Il fatto più importante sulla Cekia in questo momento è il seguente, riferito dal Comitato Ventotene: “Una bellissima notizia dall’incantevole Praga: l’eroe di guerra, Petr Pavel, è il nuovo presidente della Repubblica Ceca. Un fiero sostenitore dell’Ue e dell’Alleanza transatlantica sostituisce il veterocomunista e putiniano Miloš Zeman.

BOSNIA-ERZEGOVINA

Rispetto alle nazioni balcaniche, dove al posto dell’oligarchia del petrolio russa vige quella della criminalità dei traffici di droga, in Bosnia-Erzegovina fiorisce un altro traffico, quello degli esseri umani. Il sistema è simile a quello marittimo tra Libia, Tunisia e Italia, ma su terra l’immigrazione illegale ha bisogno della corruzione nelle forze di polizia, oltre che di mercanti criminali. La rete Global initiative against transnational organized crime (Gi-Toc) ha stilato un documento sul traffico di persone e denaro nei Balcani occidentali, che conferma i legami tra parte della polizia e trafficanti. Secondo il rapporto, i trafficanti vanno suddivisi tra i fixer che si occupano del trasporto, i gatekeeper che gestiscono l’attraversamento dei confini (diversi dai passeur delle Alpi, i contrabbandieri che aiutarono ebrei e esuli), perché i gatekeeper si fanno pagare, e bene. Infine, ci sono i package dealer, che organizzano ogni cosa e individuano i migranti in grado di pagare. La Bosnia-Erzegovina 15 anni fa si era impegnata a processare i criminali di guerra in tempi rapidi. Nulla è successo, a causa dei veti e delle divisioni che persistono in una nazione quasi priva di un sistema statale anche minimo (anni fa mi è capitato di vedere i “passaporti” di bosniaci: praticamente erano dei fogli A4 battuti a macchina e incomprensibili). Di fronte alla crescente inflazione, la Republika Srpska, una delle due entità in cui è divisa la nazione, ha assegnato ai giovani un bonus di 100 km (marco bosniaco, ovvero 50 euro).

MACEDONIA DEL NORD

Come la Bosnia, anche la Macedonia del Nord sopravvive a stento e resta una nazione arretrata, legata all’agricoltura e alla pastorizia. Altro dato negativo è la spaccatura tra le due etnie principali: albanesi (25,1 per cento) e macedoni. La Macedonia, però, fa parte del programma di sviluppo bilaterale “Italia-Balcani” lanciato dal Governo Meloni. Interessanti gli scenari anche per il turismo. L’Esecutivo macedone ha bloccato la costruzione di sette piccole centrali idroelettriche nel parco nazionale di Shar. Lo stop è dovuto a problemi ambientali, che potevano essere previsti prima di spendere dei capitali, il che ha certo dato agli investitori esteri un pessimo segnale.

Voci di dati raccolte
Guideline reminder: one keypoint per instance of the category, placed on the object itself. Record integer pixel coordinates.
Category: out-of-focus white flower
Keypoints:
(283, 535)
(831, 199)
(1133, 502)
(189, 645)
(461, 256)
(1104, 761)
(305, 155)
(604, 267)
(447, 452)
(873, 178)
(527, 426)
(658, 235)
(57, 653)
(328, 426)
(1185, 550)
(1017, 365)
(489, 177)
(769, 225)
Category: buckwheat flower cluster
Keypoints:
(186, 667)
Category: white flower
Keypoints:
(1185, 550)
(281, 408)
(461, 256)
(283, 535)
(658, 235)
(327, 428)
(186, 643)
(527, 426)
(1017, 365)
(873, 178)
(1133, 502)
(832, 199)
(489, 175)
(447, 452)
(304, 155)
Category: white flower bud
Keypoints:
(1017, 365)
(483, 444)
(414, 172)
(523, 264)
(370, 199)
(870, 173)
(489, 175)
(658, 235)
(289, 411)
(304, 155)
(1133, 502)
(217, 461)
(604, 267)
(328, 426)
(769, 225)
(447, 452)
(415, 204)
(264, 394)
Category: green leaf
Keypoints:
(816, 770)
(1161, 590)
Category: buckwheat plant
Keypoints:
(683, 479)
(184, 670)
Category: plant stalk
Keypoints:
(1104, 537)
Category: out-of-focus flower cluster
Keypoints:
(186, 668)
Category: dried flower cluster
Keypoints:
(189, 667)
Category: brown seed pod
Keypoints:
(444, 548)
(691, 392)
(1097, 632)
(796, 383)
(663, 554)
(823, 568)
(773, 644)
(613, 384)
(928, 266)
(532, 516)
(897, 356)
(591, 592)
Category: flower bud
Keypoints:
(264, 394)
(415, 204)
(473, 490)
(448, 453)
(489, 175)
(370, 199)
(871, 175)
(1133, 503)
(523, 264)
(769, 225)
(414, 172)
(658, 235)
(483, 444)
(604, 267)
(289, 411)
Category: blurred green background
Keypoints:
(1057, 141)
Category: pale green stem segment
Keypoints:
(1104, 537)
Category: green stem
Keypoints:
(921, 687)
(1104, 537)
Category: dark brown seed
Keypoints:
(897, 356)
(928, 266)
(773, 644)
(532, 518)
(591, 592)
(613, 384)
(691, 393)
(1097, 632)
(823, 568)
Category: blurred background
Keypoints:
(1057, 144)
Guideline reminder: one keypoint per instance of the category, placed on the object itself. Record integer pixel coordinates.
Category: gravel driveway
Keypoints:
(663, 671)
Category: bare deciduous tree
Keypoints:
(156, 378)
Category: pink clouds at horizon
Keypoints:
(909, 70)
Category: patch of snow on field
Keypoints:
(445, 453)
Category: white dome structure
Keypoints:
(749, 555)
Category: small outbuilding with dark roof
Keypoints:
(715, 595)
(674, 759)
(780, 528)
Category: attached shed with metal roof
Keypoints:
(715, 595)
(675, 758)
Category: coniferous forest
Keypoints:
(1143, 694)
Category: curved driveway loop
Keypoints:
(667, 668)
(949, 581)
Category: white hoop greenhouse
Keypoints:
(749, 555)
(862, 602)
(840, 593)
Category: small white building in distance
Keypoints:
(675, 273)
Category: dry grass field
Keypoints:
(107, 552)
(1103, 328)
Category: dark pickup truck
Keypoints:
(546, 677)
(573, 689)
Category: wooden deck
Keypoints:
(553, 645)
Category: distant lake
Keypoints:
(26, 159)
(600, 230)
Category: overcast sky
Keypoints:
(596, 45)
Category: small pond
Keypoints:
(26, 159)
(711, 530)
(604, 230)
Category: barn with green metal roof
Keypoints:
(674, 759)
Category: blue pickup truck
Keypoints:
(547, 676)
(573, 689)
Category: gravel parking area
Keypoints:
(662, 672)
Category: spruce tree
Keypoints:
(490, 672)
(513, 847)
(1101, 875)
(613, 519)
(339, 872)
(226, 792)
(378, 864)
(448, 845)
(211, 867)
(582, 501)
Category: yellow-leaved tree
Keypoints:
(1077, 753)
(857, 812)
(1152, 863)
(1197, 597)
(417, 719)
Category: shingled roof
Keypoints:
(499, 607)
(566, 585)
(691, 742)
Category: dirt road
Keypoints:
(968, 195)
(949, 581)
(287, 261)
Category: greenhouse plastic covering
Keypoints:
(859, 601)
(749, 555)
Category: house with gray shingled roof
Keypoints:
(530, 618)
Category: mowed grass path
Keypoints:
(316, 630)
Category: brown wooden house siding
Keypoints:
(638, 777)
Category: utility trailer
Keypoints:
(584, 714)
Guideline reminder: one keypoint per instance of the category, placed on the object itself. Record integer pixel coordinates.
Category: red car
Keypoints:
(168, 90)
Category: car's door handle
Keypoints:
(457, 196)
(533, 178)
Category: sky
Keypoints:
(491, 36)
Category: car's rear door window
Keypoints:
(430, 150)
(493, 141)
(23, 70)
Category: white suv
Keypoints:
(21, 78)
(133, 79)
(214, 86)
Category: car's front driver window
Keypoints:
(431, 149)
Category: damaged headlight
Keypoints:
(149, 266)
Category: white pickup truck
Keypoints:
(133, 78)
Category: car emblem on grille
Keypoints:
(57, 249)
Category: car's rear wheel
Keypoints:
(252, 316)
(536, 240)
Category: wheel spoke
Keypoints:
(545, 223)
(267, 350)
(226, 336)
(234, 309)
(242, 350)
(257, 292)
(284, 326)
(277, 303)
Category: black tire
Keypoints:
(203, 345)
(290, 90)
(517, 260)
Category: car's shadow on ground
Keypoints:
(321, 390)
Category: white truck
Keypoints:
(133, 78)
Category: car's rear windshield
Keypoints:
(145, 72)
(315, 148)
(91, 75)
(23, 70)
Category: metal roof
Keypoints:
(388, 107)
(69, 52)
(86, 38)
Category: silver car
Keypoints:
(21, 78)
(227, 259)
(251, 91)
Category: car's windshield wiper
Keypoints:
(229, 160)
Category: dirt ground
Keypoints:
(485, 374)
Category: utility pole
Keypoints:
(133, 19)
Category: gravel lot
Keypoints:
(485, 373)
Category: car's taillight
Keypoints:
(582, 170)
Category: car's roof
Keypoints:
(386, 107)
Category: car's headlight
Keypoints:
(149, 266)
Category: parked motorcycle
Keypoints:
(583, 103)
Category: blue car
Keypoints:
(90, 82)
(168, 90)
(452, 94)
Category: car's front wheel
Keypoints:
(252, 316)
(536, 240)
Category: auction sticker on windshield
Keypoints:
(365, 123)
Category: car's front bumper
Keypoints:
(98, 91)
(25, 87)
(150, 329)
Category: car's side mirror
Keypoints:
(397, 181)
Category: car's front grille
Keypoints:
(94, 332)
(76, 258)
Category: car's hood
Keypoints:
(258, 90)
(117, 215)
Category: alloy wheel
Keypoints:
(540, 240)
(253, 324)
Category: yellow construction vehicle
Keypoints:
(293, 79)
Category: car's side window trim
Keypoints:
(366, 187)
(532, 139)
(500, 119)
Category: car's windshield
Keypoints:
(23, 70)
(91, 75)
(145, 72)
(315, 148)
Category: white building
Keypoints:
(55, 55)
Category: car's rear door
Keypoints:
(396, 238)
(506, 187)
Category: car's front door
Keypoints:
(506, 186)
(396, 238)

# Operazioni richieste
A. Secondo l'estratto, quale bonus ha assegnato ai giovani la Republika Srpska di fronte alla crescente inflazione?
B. Restituisci senza alcuna modifica il tratto dell'estratto che va da "Il fatto più" fino a "putiniano Miloš Zeman.".
C. Traduci in inglese questa frase dell'estratto: "L’Esecutivo macedone ha bloccato la costruzione di sette piccole centrali idroelettriche nel parco nazionale di Shar."

# Risposte di seguito
A. Un bonus di 100 km (marco bosniaco), ovvero 50 euro.

B.
Il fatto più importante sulla Cekia in questo momento è il seguente, riferito dal Comitato Ventotene: “Una bellissima notizia dall’incantevole Praga: l’eroe di guerra, Petr Pavel, è il nuovo presidente della Repubblica Ceca. Un fiero sostenitore dell’Ue e dell’Alleanza transatlantica sostituisce il veterocomunista e putiniano Miloš Zeman.

C. The Macedonian government blocked the construction of seven small hydroelectric plants in Shar National Park.